Werner Hosewinkel Christie (20 December 1877 – 29 April 1927) was a Norwegian agricultural researcher.

==Personal life==
He was born in Hommelvik as a son of engineer Johan Koren Christie (1827–1907) and Catherine Frederike Blom. He was a grandnephew of Wilhelm Frimann Koren Christie and Edvard Eilert Christie and a nephew of politician Hans Langsted Christie and architect Christian Christie. His first cousin Anna Christie married Jens Zetlitz Monrad Kielland, and bore the children Jacob Christie Kielland and Else Christie Kielland.

In July 1907 at Stange Church he married Karen Amalie Wedel-Jarlsberg. They had several notable children: pianist Amalie Christie, Johan Koren Christie and Werner Hosewinckel Christie. Through Johan he was a grandfather of politician Werner Christie.

▸ WHAT TO WORK ON:
A - According to the Christie biography, when and where did Werner Hosewinkel Christie marry Karen Amalie Wedel-Jarlsberg?
B - List the children of Werner Hosewinkel Christie and Karen Amalie Wedel-Jarlsberg whom the Christie biography names.
C - Resume the Christie biography after its last sentence.
The data after this point are not needed for any task.

▸ MATERIAL SUPPLIED:
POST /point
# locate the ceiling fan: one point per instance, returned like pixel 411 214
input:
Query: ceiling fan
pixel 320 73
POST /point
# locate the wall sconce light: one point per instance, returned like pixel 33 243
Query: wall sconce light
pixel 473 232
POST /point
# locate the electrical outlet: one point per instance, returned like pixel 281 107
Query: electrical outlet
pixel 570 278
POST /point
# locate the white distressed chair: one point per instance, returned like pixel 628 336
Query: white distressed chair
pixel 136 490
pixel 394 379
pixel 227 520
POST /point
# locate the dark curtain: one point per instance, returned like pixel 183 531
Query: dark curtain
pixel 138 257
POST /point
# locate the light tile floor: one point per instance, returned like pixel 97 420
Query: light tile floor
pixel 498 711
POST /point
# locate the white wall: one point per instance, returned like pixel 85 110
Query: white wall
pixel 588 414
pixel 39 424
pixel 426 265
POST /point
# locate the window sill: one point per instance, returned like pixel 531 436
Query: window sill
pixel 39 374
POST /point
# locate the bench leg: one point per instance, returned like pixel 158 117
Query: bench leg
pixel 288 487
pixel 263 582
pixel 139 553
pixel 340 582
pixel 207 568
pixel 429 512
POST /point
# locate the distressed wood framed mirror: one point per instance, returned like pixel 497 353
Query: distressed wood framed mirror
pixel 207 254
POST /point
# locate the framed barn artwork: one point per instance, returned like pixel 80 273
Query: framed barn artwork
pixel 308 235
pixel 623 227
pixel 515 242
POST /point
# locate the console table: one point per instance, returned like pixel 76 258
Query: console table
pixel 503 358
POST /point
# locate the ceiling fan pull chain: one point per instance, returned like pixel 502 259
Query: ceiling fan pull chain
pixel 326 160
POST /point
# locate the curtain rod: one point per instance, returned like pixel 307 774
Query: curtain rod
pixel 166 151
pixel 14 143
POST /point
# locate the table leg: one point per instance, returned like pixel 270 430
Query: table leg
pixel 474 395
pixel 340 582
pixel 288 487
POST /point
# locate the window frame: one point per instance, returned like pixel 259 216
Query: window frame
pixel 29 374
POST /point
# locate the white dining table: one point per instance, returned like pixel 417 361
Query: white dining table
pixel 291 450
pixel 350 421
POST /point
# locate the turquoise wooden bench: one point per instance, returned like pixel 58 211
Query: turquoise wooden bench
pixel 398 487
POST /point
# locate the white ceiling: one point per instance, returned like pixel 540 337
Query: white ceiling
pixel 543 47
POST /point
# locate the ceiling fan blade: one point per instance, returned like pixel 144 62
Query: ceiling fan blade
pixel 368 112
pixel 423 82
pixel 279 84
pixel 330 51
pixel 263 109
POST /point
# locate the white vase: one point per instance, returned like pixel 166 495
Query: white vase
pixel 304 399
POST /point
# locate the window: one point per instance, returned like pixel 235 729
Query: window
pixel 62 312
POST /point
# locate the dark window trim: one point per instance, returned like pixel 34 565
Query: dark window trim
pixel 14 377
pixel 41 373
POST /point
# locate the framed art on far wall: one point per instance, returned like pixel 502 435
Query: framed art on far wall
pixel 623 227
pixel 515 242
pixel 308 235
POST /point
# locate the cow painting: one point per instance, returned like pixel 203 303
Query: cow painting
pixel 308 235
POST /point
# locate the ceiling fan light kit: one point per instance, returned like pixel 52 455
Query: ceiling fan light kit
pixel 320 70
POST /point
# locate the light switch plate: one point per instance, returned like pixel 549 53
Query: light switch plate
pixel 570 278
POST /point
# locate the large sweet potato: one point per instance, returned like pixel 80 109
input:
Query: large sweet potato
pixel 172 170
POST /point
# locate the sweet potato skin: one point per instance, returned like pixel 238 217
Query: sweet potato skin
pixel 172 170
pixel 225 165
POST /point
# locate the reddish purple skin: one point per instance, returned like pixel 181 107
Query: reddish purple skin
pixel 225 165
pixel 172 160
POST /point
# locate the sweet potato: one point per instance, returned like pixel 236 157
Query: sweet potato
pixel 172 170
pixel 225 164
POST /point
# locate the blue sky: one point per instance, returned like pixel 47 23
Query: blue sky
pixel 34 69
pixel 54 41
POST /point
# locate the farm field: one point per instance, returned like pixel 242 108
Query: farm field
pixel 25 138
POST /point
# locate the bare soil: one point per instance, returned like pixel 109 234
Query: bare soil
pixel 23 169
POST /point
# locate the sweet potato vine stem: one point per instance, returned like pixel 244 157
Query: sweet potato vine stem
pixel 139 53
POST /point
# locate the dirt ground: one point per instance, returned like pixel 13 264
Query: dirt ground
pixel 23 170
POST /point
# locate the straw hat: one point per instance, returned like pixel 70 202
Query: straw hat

▸ RESPONSES PER TASK:
A - In July 1907 at Stange Church.

B - Amalie Christie, Johan Koren Christie and Werner Hosewinckel Christie.

C -
==Career==
Christie took his examen artium in Skien in 1896, and took further education until graduating from the Royal Veterinary and Agricultural University in Copenhagen in 1901. He worked in Statistics Norway with agricultural statistics, and in 1902 he was hired in the Ministry of Agriculture. From 1905 he worked at a research station in Hedmark, and in 1918 he returned to the Ministry of Agriculture. He had taken the dr.philos. degree in 1915 with the thesis Undersøkelser over norsk graaert samt nogen krydsninger mellem former av den og pisum sativum, and in 1919 he was appointed as a professor at the Norwegian College of Agriculture. He retired in 1921, and settled at a farm in Hedmark. He was also involved in Royal Norwegian Society of Development. He died in 1927.